One of the best ways to manage WebRTC media servers for medium to large scale usage is by using cloud-based, on-demand scaling. Amazon Web Services (AWS) offers some of the best tools that can help you to scale your infrastructure demand.
One of the distinguishing features of a cloud-based solution like AWS is that you pay only for the resources you use during your WebRTC sessions. So not only will you reduce costs, you will also increase speed and have the flexibility of changing your configuration with a simple API call.
In this post, we take a look at how you can utilize AWS tools to create a pool of media servers that can be scaled on-demand, based on your application logic and your user load.
We will highlight these AWS services:
Why Is It Difficult to Scale Media Servers?
When it comes to on-demand scaling of media servers, one of the main problems is that each media server needs to be stateful. In other words, handled as a single entity. This makes the process of scaling in and out while using Elastic Load Balancer (ELB) different from what we are used to doing with web applications.
The issue arises because for each WebRTC session/call, a set of media server(s) is selected to handle it. If you were to use a load balancer, as stated before, your traffic will be channeled randomly into each of the servers behind your pool and not necessarily into the server where the session lives.
This can work fine with a fixed number of instances where you may specify routing rules. But as traffic increases, your media server pool will need to increase the number of instances, and also reduce them when it drops. This will make it hard for your load balancer to track which instances to use for a particular session.
Another thing to consider is that users in a particular WebRTC session would need to connect to a given media server and establish a continuous connection until the end of the call or streaming session. This is a hard thing to achieve when using ELB.
How to Scale Media Servers Correctly
Here at WebRTC.ventures, we break down this problem in such a way that will allow you to enjoy AWS instance scaling capabilities and at the same time, also allow you to have control on when to scale up and when to scale down your media server pool based on your application needs. Let’s take a look at a flow that would allow you to achieve this.
First, you will need an AWS account. Once you have your account ready, let’s get started by preparing a few prerequisites as follows:
- Create an AMI image that will be used by your Auto Scaling Group to spin up instances in your media server pool.
Ensure you create your AMI image in the same region you will be deploying your media servers. If you want to deploy to multiple AWS regions, you will have to build AMI images for each of these regions.
One of the tools we recommend for building your AMI images is Packer by HashiCorp. Packer is configurable and can be used in a declarative format. This means that you can add it to your CI/CD pipeline and use variables to configure it for a particular build.

__EXERCISE DETAILS__: Copy down the passage on scaling WebRTC media servers with AWS word for word, starting at "The issue arises" and ending at "a particular session.". The listing that follows is separate material and has no connection to the passage on scaling WebRTC media servers.

__AVAILABLE DATA__:

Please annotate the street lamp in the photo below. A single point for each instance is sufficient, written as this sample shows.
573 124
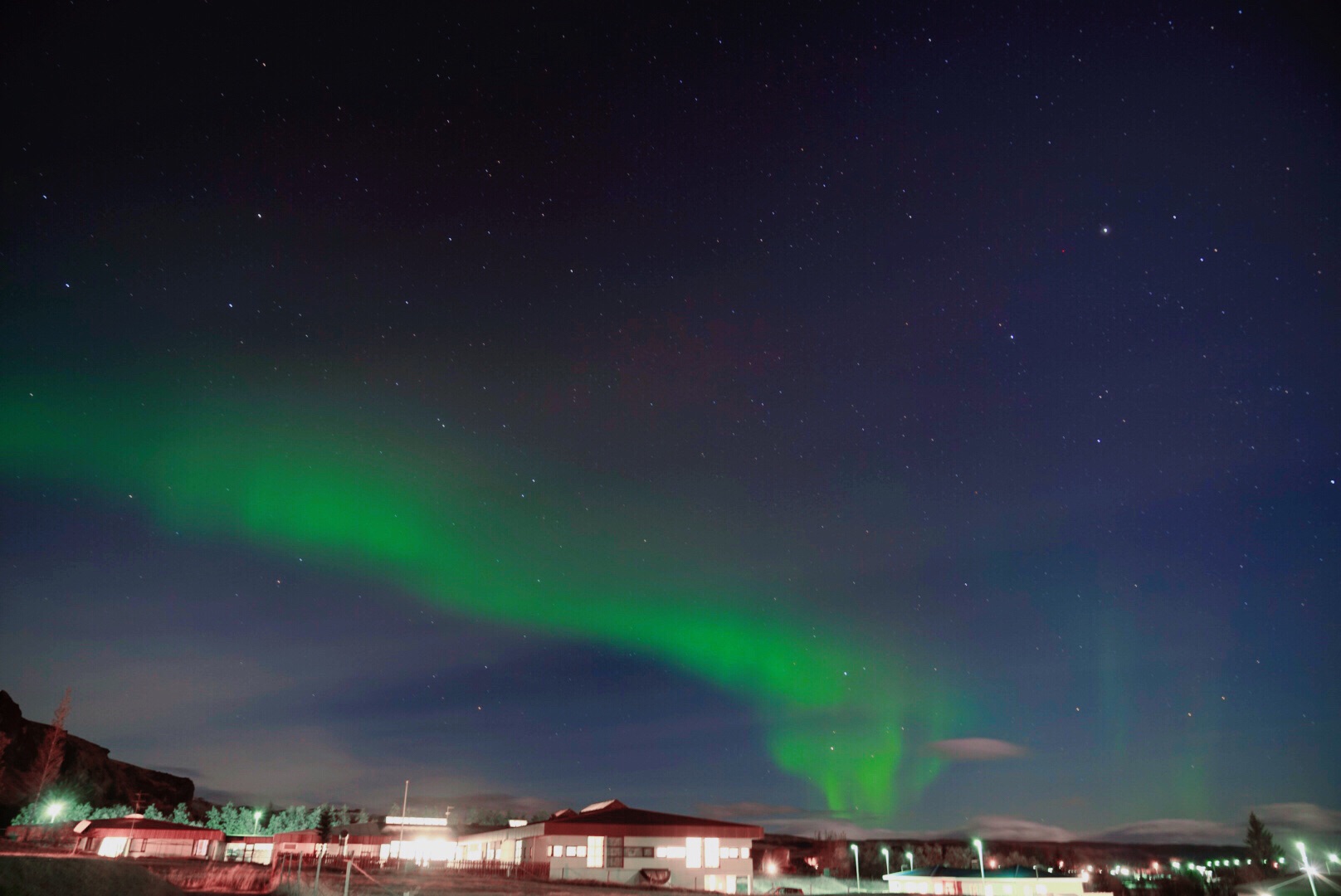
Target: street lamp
1306 869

__RESPONSE__:
The issue arises because for each WebRTC session/call, a set of media server(s) is selected to handle it. If you were to use a load balancer, as stated before, your traffic will be channeled randomly into each of the servers behind your pool and not necessarily into the server where the session lives.
This can work fine with a fixed number of instances where you may specify routing rules. But as traffic increases, your media server pool will need to increase the number of instances, and also reduce them when it drops. This will make it hard for your load balancer to track which instances to use for a particular session.